## Start

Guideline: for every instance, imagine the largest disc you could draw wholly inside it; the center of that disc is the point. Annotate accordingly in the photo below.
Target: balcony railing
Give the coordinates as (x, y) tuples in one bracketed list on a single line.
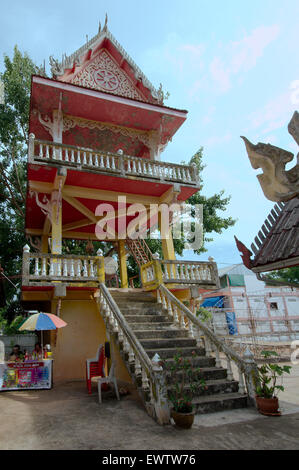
[(46, 268), (184, 273), (112, 163)]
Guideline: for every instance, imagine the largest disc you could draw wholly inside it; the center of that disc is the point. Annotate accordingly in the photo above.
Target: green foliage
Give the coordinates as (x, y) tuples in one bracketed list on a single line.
[(285, 275), (13, 147), (268, 374), (212, 221), (190, 380)]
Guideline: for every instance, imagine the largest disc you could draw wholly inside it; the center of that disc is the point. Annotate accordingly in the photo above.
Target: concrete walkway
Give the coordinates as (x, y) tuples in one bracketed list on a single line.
[(67, 418)]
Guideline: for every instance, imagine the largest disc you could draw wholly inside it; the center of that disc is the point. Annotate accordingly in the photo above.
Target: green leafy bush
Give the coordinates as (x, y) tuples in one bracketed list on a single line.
[(268, 374)]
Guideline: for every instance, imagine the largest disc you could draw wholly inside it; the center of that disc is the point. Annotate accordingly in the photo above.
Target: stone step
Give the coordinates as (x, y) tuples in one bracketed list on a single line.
[(162, 343), (149, 325), (211, 387), (169, 353), (219, 402), (197, 361), (147, 318), (207, 373), (160, 333), (147, 308)]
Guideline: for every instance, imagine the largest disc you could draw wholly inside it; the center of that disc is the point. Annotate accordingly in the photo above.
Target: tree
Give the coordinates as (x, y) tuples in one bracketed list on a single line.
[(13, 147), (286, 275)]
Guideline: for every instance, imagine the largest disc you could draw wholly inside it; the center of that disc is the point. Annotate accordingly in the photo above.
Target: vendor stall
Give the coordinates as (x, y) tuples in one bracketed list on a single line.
[(28, 375)]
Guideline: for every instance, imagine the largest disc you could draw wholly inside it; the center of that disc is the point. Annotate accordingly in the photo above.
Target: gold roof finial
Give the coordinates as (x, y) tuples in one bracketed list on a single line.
[(106, 23)]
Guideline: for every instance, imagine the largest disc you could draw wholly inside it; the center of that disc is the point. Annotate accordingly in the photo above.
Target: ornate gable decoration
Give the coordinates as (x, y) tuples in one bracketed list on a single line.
[(103, 74), (94, 65)]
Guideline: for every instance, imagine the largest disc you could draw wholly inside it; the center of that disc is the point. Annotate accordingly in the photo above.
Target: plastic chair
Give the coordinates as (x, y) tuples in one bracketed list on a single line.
[(95, 367), (111, 379)]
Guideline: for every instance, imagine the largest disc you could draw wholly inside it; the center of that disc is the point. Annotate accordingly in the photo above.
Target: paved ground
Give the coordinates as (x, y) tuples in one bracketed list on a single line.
[(67, 418)]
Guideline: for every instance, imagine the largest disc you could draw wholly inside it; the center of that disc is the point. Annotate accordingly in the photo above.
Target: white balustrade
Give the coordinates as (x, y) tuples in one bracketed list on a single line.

## End

Direction
Put all the rows above into a Markdown table, with an Index column that numbers each line and a Text column that holds the line, and skip any blank lines. Leave the pictures out of the answer.

Finished answer
| Index | Text |
|---|---|
| 1 | Guideline: for every instance, imagine the largest disc you could draw wholly inside it; the center of that disc is the point. Annotate accordingly in the photo below. |
| 2 | Target: balcony railing |
| 3 | Give the coordinates as (x, y) tuples in one bracketed list on a single line. |
| 4 | [(46, 268), (184, 273), (112, 163)] |
| 5 | Guideline: for every instance, imagine the largest disc you could draw wholly inside it; the center of that disc is the point. Annotate accordingly in the photo above. |
| 6 | Target: green foliage |
| 7 | Give the coordinates as (x, y) tuples in one bracketed list on a single line. |
| 8 | [(285, 275), (13, 147), (268, 374), (212, 221), (190, 380)] |
| 9 | Guideline: for every instance, imagine the largest disc you could draw wholly inside it; the center of that disc is the point. Annotate accordingly in the photo above. |
| 10 | Target: concrete walkway |
| 11 | Give the coordinates as (x, y) tuples in one bracketed list on a single line. |
| 12 | [(67, 418)] |
| 13 | Guideline: for every instance, imagine the largest disc you could draw wholly inside it; the center of that disc is the point. Annotate accordingly in the photo above. |
| 14 | Target: green leafy bush |
| 15 | Give the coordinates as (x, y) tuples in one bracketed list on a single line. |
| 16 | [(268, 374)] |
| 17 | Guideline: for every instance, imagine the largest disc you could draw wholly inside it; the center of that disc is the point. Annotate accordingly in the photo above. |
| 18 | Target: stone step |
| 19 | Give the coordinates as (x, y) tuples in one bracketed list on a single line. |
| 20 | [(162, 343), (149, 325), (211, 387), (169, 353), (219, 402), (197, 361), (147, 318), (207, 373), (160, 333), (147, 308)] |
| 21 | Guideline: for every instance, imagine the largest disc you could draw wholly inside it; the center of that disc is the point. Annotate accordingly in the photo above. |
| 22 | Target: tree |
| 23 | Give the coordinates as (x, y) tuples in one bracketed list on a single line. |
| 24 | [(13, 147), (286, 275)] |
| 25 | Guideline: for every instance, imagine the largest disc you could draw wholly inside it; the center of that disc is the point. Annotate accordingly in the photo above. |
| 26 | Target: vendor stall |
| 27 | Give the coordinates as (x, y) tuples in one bracketed list on a single line. |
| 28 | [(28, 375)] |
| 29 | Guideline: for every instance, imagine the largest disc you could draw wholly inside it; the center of that disc is the point. Annotate accordingly in the photo above. |
| 30 | Target: gold roof finial |
| 31 | Give the coordinates as (x, y) tuples in one bracketed list on a single line. |
| 32 | [(106, 23)] |
| 33 | Guideline: for every instance, imagine the largest disc you could draw wholly inside it; the center of that disc is the point. Annotate accordingly in the photo above. |
| 34 | Target: ornate gable decoration |
| 35 | Give the coordinates as (x, y) tuples in one bracketed list on a single line. |
| 36 | [(103, 74), (94, 65)] |
| 37 | Guideline: for every instance, imagine the largest disc you could draw wholly inside it; the center of that disc is the point. Annotate accordingly in the photo above. |
| 38 | Target: plastic chair |
| 39 | Give the coordinates as (x, y) tuples in one bracketed list on a single line. |
| 40 | [(95, 367), (111, 379)] |
| 41 | Guideline: for every instance, imagine the largest disc you could draw wholly inside it; the center of that disc is the point. Annotate accordingly in the photo above. |
| 42 | Target: paved ground |
| 43 | Give the coordinates as (x, y) tuples in one bracketed list on a single line. |
| 44 | [(67, 418)] |
| 45 | Guideline: for every instance, imagine the largest disc you could draw wholly inside it; the center of that disc is the point. Annotate accordingly in the photo above. |
| 46 | Target: white balustrade |
| 47 | Give the coordinates as (x, y) tuples in one bracketed list on a single line. |